(Dataset items)
====
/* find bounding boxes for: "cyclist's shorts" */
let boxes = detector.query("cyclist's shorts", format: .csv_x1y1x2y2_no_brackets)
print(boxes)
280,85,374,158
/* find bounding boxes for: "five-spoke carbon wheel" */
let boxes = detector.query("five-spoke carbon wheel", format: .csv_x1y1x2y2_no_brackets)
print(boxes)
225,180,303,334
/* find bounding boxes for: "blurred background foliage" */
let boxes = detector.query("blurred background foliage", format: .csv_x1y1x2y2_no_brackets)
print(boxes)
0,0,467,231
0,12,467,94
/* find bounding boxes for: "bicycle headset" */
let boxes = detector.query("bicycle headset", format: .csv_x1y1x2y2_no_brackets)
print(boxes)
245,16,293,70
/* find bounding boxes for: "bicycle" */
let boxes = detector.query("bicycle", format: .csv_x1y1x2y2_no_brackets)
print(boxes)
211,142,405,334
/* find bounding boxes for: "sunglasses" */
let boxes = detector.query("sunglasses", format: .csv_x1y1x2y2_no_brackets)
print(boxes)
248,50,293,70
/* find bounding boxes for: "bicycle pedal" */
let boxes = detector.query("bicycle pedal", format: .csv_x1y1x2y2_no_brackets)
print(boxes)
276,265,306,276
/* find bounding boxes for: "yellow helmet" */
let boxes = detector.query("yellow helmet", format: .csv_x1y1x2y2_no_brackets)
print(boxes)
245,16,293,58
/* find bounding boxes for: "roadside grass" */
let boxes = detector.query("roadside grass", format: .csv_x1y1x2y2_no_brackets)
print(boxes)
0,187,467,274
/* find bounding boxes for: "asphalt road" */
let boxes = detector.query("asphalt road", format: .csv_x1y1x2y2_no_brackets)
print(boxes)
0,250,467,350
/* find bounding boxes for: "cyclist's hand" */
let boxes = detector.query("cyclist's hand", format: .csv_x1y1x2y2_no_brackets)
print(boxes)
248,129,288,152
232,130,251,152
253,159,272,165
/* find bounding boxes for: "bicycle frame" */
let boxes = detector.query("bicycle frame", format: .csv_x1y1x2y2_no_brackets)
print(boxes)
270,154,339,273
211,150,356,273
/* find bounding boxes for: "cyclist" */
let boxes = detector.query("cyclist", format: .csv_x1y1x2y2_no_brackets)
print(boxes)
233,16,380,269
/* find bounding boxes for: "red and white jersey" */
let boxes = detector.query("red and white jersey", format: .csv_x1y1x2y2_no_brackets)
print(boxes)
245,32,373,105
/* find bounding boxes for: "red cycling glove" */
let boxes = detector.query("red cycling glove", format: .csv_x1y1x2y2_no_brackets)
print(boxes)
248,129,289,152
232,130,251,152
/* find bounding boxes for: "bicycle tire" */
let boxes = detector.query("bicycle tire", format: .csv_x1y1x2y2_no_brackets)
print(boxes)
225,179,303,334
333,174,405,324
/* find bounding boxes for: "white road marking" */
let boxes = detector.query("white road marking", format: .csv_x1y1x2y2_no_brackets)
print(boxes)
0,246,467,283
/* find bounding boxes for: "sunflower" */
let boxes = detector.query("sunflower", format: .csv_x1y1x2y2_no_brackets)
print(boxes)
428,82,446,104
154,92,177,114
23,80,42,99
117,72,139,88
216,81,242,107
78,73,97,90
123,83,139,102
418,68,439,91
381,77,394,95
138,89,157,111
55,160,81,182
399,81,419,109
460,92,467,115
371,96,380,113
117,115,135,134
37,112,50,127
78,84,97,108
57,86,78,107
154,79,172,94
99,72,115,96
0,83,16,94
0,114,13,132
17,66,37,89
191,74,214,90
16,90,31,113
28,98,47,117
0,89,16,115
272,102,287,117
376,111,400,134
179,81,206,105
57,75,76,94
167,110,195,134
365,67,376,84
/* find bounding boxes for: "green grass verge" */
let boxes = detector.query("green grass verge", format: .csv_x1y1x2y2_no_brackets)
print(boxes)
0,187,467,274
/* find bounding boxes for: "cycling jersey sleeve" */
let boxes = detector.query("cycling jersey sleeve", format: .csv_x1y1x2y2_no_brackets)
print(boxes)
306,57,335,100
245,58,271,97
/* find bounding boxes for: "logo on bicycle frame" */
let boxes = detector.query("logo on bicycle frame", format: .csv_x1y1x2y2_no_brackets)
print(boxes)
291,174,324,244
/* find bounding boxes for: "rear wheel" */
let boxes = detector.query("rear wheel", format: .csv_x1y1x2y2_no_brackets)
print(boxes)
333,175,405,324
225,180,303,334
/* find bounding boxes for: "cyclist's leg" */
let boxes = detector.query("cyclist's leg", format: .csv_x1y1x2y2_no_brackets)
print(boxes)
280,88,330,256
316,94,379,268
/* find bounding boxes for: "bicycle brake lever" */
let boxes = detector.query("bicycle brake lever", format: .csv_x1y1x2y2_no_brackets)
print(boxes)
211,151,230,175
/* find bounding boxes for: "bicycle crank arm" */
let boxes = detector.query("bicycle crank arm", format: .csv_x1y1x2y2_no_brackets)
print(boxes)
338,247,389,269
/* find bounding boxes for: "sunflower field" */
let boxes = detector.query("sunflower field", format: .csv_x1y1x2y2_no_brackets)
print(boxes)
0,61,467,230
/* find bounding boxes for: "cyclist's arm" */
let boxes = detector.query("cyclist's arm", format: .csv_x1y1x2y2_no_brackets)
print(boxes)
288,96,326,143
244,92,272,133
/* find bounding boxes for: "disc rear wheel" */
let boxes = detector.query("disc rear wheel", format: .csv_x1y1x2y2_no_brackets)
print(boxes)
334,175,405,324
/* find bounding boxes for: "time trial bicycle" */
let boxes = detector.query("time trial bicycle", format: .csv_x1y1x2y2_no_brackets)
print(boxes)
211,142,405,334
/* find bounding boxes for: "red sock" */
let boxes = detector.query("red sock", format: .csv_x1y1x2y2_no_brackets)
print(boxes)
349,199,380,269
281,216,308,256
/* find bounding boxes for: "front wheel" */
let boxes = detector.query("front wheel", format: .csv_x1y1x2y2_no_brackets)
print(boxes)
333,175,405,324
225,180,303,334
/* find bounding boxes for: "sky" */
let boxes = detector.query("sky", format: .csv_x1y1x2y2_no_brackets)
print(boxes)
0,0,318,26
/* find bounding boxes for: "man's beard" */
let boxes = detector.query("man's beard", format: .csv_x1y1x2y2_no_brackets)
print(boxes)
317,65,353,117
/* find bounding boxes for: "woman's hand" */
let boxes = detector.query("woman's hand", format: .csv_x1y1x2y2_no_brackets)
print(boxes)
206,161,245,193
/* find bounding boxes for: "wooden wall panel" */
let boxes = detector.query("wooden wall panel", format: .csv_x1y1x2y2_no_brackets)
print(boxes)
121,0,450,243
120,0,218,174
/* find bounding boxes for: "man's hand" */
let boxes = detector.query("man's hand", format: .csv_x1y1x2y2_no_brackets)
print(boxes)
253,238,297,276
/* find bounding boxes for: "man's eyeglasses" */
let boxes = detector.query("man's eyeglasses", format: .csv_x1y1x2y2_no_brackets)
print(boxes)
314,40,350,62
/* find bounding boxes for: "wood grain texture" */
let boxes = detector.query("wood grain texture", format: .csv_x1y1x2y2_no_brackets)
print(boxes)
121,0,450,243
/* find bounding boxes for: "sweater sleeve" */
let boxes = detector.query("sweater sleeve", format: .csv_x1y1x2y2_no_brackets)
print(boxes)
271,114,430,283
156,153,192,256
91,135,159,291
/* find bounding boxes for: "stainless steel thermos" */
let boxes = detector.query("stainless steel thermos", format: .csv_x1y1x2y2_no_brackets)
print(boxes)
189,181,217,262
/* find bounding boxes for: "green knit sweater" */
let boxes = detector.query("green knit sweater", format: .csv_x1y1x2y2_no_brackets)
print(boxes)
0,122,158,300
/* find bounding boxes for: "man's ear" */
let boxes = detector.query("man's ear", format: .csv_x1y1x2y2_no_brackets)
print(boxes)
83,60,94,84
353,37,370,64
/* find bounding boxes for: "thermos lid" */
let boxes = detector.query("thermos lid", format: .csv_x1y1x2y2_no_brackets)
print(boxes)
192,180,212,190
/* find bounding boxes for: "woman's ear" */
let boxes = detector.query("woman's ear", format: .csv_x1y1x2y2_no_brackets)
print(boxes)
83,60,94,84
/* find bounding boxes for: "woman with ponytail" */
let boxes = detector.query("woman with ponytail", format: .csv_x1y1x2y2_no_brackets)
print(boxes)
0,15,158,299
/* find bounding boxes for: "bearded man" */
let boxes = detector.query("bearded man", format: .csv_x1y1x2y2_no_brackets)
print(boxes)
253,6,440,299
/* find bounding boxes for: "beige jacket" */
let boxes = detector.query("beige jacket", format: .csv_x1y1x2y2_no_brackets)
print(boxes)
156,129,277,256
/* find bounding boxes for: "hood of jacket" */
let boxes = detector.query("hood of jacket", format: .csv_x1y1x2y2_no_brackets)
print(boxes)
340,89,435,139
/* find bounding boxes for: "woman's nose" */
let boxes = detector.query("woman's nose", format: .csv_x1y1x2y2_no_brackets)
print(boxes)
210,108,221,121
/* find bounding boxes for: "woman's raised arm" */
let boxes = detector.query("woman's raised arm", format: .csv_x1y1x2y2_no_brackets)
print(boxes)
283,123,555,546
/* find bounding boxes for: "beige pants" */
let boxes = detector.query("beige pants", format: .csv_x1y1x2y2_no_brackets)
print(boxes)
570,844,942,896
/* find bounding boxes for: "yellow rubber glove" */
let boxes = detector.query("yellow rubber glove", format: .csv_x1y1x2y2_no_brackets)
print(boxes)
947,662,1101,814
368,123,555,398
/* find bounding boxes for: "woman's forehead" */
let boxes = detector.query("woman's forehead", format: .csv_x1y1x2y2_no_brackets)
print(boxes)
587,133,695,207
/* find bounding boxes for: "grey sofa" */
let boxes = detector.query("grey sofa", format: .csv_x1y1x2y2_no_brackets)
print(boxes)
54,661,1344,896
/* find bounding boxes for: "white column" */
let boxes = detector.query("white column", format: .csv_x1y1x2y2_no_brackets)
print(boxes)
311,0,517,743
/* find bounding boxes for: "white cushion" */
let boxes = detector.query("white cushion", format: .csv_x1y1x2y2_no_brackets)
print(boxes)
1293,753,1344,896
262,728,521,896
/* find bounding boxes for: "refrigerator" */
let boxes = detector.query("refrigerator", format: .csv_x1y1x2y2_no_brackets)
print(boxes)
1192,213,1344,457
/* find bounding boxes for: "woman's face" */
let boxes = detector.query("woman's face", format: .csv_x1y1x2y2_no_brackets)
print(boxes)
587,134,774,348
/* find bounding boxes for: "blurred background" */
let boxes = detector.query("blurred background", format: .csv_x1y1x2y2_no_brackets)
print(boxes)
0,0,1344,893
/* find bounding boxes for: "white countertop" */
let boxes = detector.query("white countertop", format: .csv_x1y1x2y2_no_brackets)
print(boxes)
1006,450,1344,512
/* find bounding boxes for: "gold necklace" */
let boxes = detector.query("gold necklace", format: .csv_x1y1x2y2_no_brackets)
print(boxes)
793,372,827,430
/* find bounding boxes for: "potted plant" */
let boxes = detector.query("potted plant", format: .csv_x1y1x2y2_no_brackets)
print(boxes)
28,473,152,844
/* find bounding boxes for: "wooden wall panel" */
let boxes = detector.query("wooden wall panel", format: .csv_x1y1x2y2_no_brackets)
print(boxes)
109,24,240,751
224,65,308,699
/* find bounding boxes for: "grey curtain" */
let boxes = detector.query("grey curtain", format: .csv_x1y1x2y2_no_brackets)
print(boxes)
====
» **Goal of the exercise**
Please reproduce word for word every line from the first one down to the line containing "0,12,467,94", with both of those lines included.

» **Output for this exercise**
/* find bounding boxes for: "cyclist's shorts" */
let boxes = detector.query("cyclist's shorts", format: .csv_x1y1x2y2_no_brackets)
print(boxes)
280,85,374,158
/* find bounding boxes for: "five-spoke carbon wheel" */
let boxes = detector.query("five-spoke carbon wheel", format: .csv_x1y1x2y2_no_brackets)
print(boxes)
225,180,303,334
/* find bounding boxes for: "blurred background foliage" */
let boxes = detector.query("blurred background foliage", format: .csv_x1y1x2y2_no_brackets)
print(boxes)
0,0,467,231
0,12,467,94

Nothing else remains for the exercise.